TASK GOAL:
Down to the final line, reproduce the entries that follow exactly.

(Beginning of ENTRIES SUPPLIED)

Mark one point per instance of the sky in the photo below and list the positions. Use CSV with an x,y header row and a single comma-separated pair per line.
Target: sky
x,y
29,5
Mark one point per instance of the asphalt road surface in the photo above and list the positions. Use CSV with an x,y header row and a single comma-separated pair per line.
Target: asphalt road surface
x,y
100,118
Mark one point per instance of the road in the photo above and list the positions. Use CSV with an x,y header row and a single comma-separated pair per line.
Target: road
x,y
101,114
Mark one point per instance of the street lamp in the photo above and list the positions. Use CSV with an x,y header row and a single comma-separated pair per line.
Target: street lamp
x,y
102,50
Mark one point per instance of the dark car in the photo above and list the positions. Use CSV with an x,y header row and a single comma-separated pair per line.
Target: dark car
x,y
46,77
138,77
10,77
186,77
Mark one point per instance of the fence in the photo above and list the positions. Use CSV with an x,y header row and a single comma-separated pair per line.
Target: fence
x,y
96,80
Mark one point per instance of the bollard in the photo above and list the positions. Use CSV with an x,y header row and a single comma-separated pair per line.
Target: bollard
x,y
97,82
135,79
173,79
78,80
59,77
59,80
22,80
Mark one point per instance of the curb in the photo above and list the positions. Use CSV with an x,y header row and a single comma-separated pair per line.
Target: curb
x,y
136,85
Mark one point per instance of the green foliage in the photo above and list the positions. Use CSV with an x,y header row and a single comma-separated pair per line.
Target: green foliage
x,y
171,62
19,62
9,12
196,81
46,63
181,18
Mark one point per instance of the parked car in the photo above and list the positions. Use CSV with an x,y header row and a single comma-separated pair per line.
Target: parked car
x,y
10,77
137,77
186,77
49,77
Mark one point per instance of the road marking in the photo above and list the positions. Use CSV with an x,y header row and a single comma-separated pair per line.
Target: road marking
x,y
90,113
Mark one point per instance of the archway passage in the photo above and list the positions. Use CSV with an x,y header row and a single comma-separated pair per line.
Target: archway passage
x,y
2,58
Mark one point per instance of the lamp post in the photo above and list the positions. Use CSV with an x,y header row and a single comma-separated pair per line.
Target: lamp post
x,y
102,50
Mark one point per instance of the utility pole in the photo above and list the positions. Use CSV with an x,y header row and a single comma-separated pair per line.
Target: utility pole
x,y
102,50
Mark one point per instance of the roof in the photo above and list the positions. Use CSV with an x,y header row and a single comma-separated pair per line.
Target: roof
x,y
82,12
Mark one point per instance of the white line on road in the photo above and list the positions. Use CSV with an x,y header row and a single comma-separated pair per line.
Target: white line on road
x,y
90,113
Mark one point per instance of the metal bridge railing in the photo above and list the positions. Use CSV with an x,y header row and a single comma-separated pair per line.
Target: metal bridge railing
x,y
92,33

(End of ENTRIES SUPPLIED)

EXERCISE OUTPUT:
Mark one point per instance of the sky in the photo below and list the positions. Use CSV with an x,y header row and a single comma-separated pair per line.
Target: sky
x,y
29,5
Mark one point per instance of the asphalt road surface in the photo above and list the positions. Use CSV with an x,y header row and a single comma-separated pair per line.
Target: asphalt road surface
x,y
100,118
Mark one point per instance of the road in the photo above and list the positions. Use CSV with an x,y header row and a single comma-separated pair per line.
Target: road
x,y
101,114
Mark one point per instance of the street lamp in the photo above and list the positions. Use CSV with an x,y header row and a single comma-separated pair per line.
Target: street lamp
x,y
102,50
Mark one point per instance of the dark car in the photo above and list the positions. Use CSV with an x,y header row and a single comma-separated pair per line.
Target: dark car
x,y
46,77
138,77
10,77
186,77
Mark one point per instance of the fence in the photo above and list the positions. Use CSV with an x,y header row and a single comma-separated pair per line.
Target: fence
x,y
96,80
Mark one point per instance of the bollard in the photo above and list the positions. Use CSV with an x,y header row and a single comma-separated pair per line.
Target: bollard
x,y
97,82
135,79
173,79
78,80
59,77
59,80
22,80
Mark one point per instance of the curb in the photo above and list the positions. Use CSV with an x,y header row and a single comma-separated pair per line.
Target: curb
x,y
136,85
Mark one point per instance of the green foliage in the photo above and list the positions. Use CSV with an x,y header row and a single comma-separated pair per line.
Target: green foliage
x,y
171,62
19,62
9,12
196,81
46,63
181,18
Mark one point per instance of the parked car in the photo above and list the positions. Use CSV with an x,y header row and a single comma-separated pair per line.
Target: parked car
x,y
10,77
137,77
186,77
49,77
Mark one point per instance of the road marking in the photo above and list the positions. Use CSV with an x,y header row and a single comma-separated pair per line.
Target: road marking
x,y
90,113
Mark one point per instance of the archway passage in the photo above and list the positions. Use CSV with an x,y header row and a single comma-separated pair per line.
Target: archway passage
x,y
2,58
Mark one point per instance of the lamp post in the photo above and list the positions. Use CSV with an x,y header row and a single comma-separated pair per line.
Target: lamp post
x,y
102,50
Mark one point per instance of the utility pole in the photo above and list the positions. Use CSV with an x,y header row and a single comma-separated pair per line.
Target: utility pole
x,y
102,50
Mark one point per instance of the roof in the photo above and list the positions. Use CSV with an x,y header row and a single comma-separated pair per line.
Target: roof
x,y
82,12
Mark one point per instance of the white line on road in the photo above and list the positions. Use CSV with an x,y header row and a single comma-separated pair per line.
Target: white line on road
x,y
90,113
Mark one point per instance of the metal bridge railing in the photo above and list the positions. Use CSV with an x,y header row and a single comma-separated pair per line.
Target: metal bridge railing
x,y
92,33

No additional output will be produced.